__Short exercise__
Can you turn the rows below into a Markdown table with two columns, Number and Line, giving each line its own number and dropping any blank lines?

======== Input data ========

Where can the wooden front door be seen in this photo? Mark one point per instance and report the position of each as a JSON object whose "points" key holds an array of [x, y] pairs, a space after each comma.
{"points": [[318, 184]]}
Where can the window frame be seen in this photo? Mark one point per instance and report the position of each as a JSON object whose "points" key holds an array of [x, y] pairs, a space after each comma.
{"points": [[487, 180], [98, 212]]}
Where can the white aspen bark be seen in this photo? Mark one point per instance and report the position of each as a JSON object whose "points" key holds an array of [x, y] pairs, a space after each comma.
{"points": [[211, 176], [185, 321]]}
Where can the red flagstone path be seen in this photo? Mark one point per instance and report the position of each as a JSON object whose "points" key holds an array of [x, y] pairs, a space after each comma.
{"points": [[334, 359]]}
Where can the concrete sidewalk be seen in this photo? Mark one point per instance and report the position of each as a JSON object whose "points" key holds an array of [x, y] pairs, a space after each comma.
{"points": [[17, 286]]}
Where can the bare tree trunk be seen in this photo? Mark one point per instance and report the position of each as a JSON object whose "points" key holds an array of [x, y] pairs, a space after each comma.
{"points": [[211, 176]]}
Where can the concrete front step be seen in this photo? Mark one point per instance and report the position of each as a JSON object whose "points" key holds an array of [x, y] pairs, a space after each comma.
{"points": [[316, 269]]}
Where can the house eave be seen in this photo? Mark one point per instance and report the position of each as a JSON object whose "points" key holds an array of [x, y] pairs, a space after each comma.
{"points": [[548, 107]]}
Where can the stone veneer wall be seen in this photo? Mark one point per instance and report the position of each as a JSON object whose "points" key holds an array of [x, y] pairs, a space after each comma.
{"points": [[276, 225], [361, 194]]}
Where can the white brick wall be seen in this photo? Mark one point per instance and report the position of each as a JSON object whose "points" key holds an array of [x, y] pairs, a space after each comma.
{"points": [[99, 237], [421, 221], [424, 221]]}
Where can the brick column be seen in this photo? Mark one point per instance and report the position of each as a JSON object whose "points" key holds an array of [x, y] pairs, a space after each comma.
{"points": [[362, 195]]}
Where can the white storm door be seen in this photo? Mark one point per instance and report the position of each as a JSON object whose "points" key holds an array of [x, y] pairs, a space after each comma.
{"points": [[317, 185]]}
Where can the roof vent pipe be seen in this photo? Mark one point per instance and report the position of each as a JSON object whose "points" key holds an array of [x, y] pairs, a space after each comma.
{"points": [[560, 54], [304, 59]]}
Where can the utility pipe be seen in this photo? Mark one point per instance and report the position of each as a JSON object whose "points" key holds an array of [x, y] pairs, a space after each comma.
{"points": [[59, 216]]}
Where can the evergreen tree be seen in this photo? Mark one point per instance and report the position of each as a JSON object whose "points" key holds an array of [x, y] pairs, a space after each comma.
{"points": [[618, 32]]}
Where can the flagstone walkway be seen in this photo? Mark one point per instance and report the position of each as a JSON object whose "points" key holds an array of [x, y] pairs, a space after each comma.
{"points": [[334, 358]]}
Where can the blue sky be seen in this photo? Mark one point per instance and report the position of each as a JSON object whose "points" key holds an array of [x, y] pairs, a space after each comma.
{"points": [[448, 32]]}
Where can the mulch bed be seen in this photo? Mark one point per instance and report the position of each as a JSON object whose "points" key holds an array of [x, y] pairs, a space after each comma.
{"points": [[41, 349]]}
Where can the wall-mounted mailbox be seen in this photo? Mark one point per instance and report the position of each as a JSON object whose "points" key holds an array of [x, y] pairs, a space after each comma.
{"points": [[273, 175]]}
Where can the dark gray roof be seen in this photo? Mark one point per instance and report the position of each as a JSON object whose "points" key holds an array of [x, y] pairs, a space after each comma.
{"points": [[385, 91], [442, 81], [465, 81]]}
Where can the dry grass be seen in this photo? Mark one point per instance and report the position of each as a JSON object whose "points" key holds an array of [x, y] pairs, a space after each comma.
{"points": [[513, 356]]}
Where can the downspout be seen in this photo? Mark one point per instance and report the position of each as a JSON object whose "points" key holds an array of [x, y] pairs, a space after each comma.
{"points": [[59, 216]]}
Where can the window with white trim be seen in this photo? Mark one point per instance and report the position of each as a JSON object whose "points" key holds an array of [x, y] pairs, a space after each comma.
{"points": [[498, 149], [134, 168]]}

========

__Task result__
| Number | Line |
|---|---|
| 1 | Where can the wooden front door be seen in this photo? Mark one point per instance and report the position of each as a JSON object whose "points" key holds an array of [x, y] pairs, a space after each comma. |
| 2 | {"points": [[318, 184]]} |
| 3 | Where can the window frame be seen in this photo? Mark one point per instance and report the position of each as a JSON object whose "points" key holds an array of [x, y] pairs, a space after each comma. |
| 4 | {"points": [[487, 180], [98, 212]]} |
| 5 | Where can the white aspen bark be seen in this photo? Mark one point per instance and report the position of each as a JSON object whose "points" key holds an array of [x, y] pairs, a space after each comma. |
| 6 | {"points": [[211, 176], [185, 321]]} |
| 7 | Where can the red flagstone path be seen in this photo? Mark one point per instance and report the position of each as a JSON object whose "points" key holds an array of [x, y] pairs, a space after each comma. |
| 8 | {"points": [[334, 359]]} |
| 9 | Where can the concrete sidewalk be seen in this photo? Mark one point per instance and report the position of each as a JSON object whose "points" key holds an array of [x, y] pairs, a space after each comma. |
| 10 | {"points": [[17, 286]]} |
| 11 | Where can the bare tree trunk be seen in this photo? Mark one point per instance and report the position of each as a JSON object whose "points" key holds an array of [x, y] pairs, a space after each comma. |
| 12 | {"points": [[211, 176]]} |
| 13 | Where can the concrete front step be seen in this photo? Mark one point per instance and report the position of each as a JSON object whose "points" key holds an array of [x, y] pairs, a space after each comma. |
| 14 | {"points": [[316, 269]]} |
| 15 | Where can the house eave be seen in this photo? Mark one point per instance and report the position of each as a JSON object whose "points" key holds an array of [x, y] pairs, a space after each comma. |
| 16 | {"points": [[548, 107]]} |
| 17 | Where can the stone veneer wall be seen in this photo? Mark one point per instance and report the position of each as a JSON object whose "points" key holds an array of [x, y] pairs, a space after each comma. |
| 18 | {"points": [[276, 225], [361, 194]]} |
| 19 | Where can the white brick wall be seen in this photo? Mark one point per instance and report the position of each as a JSON object whose "points" key holds an array of [x, y] pairs, a space after each comma. |
| 20 | {"points": [[99, 237], [421, 221], [424, 221]]} |
| 21 | Where can the brick column be seen in this photo? Mark one point per instance and report the position of each as a JSON object whose "points" key holds an array of [x, y] pairs, a space after each comma. |
| 22 | {"points": [[362, 195]]} |
| 23 | Where can the white storm door be seen in this photo? Mark one point per instance and report the position of each as a JSON object whose "points" key holds an array of [x, y] pairs, a space after each comma. |
| 24 | {"points": [[317, 185]]} |
| 25 | Where can the roof vent pipe be seen in this photo? Mark one point per instance and report the position of each as a JSON object whose "points" key holds an array of [x, y] pairs, a space after each comma. |
| 26 | {"points": [[560, 54], [304, 59]]} |
| 27 | Where can the utility pipe be seen in this photo? Mark one point per instance and report the position of each as a JSON object whose "points" key holds an array of [x, y] pairs, a space after each comma. |
| 28 | {"points": [[59, 216]]} |
| 29 | Where can the evergreen tree be seen in this photo? Mark one point per instance and report the position of each as a JSON object whose "points" key holds an array of [x, y] pairs, a space after each comma. |
| 30 | {"points": [[618, 32]]} |
| 31 | Where can the flagstone walkway be seen in this photo? Mark one point per instance and report the position of each as a JSON object whose "points" key holds an array of [x, y] pairs, a space after each comma. |
| 32 | {"points": [[334, 358]]} |
| 33 | Where can the blue sky be seen in this photo? Mark one point per instance and report the position of each as a JSON object whose "points" key holds an array of [x, y] pairs, a space after each comma. |
| 34 | {"points": [[448, 32]]} |
| 35 | Where can the mulch bed be seen in this photo? Mark one point per instance and report the position of each as a JSON object whose "points" key holds an array of [x, y] pairs, a space after each comma. |
| 36 | {"points": [[41, 349]]} |
| 37 | Where can the wall-mounted mailbox be seen in this photo? Mark one point per instance and report the position of each as a JSON object whose "points" key holds an array of [x, y] pairs, a space after each comma. |
| 38 | {"points": [[273, 175]]} |
| 39 | Where can the dark gray roof be seen in this photo? Mark one point per instance and report the position of each as a JSON object whose "points" key holds an array of [x, y] pairs, a space after each comma. |
| 40 | {"points": [[385, 91], [442, 81], [465, 81]]} |
| 41 | Where can the dry grass be seen in this photo? Mark one point per instance and report the position of each as a JSON object whose "points" key holds an array of [x, y] pairs, a space after each comma. |
| 42 | {"points": [[513, 356]]} |
| 43 | Where can the downspout be seen in this photo? Mark one point per instance and report the position of each as a JSON object whose "points" key holds an array of [x, y] pairs, a space after each comma. |
| 44 | {"points": [[59, 216]]} |
| 45 | Where can the window with white trim be seen in this photo? Mark one point per instance and report the position of each as a JSON object whose "points" key holds an array of [x, y] pairs, a space after each comma. |
| 46 | {"points": [[498, 149], [134, 168]]} |